Reconstruir la democracia posdigital
Los partidos tradicionales, los medios y las instituciones judiciales aún no han encontrado una respuesta estructural a esta transformación. Intentan adaptarse al lenguaje del algoritmo (con campañas más visuales, mensajes más emocionales, presencia en TikTok), pero en el proceso corren el riesgo de abandonar los valores deliberativos que los definían.
El desafío, como advierten algunos teóricos de la democracia digital, no consiste en demonizar la tecnología, sino en domesticarla. Así como la imprenta cambió el poder político en el siglo XVI, los algoritmos han redefinido quién decide qué es políticamente real. Pero mientras la imprenta amplió el acceso a la razón pública, los algoritmos lo fragmentan.
En última instancia, la lucha política del siglo XXI ya no se libra entre derecha e izquierda, sino entre algoritmos y programas, entre la política emocional y la política institucional. La extrema derecha ha comprendido que la era digital recompensa la desinhibición, no la prudencia.
Mientras las democracias sigan midiendo su eficacia en “engagement” y no en resultados, seguirán perdiendo terreno. Recuperar el control no implicará silenciar a los populistas, sino construir un ecosistema en el que la razón vuelva a ser rentable. El problema no es que los algoritmos piensen por la ciudadanía, sino que se ha permitido que decidan quién merece ser escuchado.

━━━━━━━━━━

▸ **TAREA INDICADA**: Repite, tal como aparece en el texto de arriba sobre la democracia posdigital, todo lo que va desde "En última instancia, la" hasta "merece ser escuchado.".

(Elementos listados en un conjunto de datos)

━━━━━━━━━━

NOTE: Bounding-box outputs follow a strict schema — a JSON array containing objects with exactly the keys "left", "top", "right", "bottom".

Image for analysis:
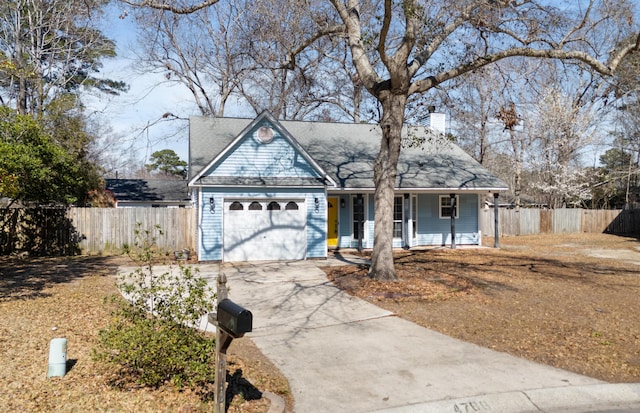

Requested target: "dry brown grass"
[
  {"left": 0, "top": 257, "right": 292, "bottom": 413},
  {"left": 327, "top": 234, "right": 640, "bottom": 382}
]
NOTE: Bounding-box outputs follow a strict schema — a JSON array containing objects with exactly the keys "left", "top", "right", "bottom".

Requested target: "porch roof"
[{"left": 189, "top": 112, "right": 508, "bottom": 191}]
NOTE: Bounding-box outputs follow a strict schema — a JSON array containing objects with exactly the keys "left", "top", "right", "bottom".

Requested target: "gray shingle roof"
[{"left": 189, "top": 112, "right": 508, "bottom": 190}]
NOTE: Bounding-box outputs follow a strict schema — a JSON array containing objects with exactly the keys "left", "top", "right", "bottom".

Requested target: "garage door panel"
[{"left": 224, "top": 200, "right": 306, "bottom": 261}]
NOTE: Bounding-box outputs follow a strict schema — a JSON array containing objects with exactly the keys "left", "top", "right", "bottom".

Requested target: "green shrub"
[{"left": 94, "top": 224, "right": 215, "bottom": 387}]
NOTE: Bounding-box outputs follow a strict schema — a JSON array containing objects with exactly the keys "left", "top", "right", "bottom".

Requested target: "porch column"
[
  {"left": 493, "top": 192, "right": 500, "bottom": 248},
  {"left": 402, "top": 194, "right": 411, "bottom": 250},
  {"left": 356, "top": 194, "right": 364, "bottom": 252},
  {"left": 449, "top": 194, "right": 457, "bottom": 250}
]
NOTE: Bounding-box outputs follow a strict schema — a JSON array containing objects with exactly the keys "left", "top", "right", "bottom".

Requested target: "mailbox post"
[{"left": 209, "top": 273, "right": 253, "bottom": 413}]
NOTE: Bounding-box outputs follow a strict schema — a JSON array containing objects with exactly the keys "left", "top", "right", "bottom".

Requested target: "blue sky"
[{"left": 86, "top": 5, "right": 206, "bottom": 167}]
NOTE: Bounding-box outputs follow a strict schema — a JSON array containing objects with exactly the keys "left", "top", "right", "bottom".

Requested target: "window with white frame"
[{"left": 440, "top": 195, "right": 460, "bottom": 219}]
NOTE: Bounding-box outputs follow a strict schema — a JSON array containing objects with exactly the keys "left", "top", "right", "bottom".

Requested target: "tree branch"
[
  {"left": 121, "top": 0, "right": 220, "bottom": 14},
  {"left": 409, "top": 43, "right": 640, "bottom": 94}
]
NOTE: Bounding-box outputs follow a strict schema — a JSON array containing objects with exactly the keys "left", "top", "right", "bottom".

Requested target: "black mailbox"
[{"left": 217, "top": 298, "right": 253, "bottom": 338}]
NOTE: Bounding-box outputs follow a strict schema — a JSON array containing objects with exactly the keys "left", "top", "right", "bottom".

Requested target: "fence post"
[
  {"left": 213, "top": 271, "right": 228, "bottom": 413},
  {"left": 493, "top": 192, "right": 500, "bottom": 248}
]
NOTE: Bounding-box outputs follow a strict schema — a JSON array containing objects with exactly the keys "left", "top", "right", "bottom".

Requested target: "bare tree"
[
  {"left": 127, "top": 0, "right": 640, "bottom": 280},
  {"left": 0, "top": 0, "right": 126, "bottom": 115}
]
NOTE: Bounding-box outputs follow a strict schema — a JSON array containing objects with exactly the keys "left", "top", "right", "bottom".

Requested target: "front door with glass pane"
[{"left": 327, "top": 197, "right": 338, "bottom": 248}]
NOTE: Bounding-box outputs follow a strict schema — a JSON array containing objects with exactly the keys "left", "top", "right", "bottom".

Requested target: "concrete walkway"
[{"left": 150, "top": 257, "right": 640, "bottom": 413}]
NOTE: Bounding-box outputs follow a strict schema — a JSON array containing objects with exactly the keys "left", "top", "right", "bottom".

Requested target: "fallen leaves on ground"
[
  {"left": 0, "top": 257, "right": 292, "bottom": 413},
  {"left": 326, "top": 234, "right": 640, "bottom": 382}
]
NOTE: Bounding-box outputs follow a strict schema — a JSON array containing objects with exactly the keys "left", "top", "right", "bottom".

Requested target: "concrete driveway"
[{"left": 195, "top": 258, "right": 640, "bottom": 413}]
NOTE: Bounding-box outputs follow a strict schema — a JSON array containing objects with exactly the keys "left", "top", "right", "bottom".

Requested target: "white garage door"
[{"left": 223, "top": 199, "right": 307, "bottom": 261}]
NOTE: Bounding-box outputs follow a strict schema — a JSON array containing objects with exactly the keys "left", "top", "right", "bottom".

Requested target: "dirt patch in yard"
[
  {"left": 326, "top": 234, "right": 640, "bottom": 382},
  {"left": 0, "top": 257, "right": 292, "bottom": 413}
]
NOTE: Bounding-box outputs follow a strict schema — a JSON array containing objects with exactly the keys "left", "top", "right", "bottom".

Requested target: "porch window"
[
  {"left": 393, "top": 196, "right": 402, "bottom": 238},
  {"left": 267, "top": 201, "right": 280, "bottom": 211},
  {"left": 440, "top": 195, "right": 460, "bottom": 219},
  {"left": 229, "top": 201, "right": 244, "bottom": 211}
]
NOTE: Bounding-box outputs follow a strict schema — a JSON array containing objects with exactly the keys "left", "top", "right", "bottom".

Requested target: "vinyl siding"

━━━━━━━━━━

▸ **RESPUESTA FINAL**:
En última instancia, la lucha política del siglo XXI ya no se libra entre derecha e izquierda, sino entre algoritmos y programas, entre la política emocional y la política institucional. La extrema derecha ha comprendido que la era digital recompensa la desinhibición, no la prudencia.
Mientras las democracias sigan midiendo su eficacia en “engagement” y no en resultados, seguirán perdiendo terreno. Recuperar el control no implicará silenciar a los populistas, sino construir un ecosistema en el que la razón vuelva a ser rentable. El problema no es que los algoritmos piensen por la ciudadanía, sino que se ha permitido que decidan quién merece ser escuchado.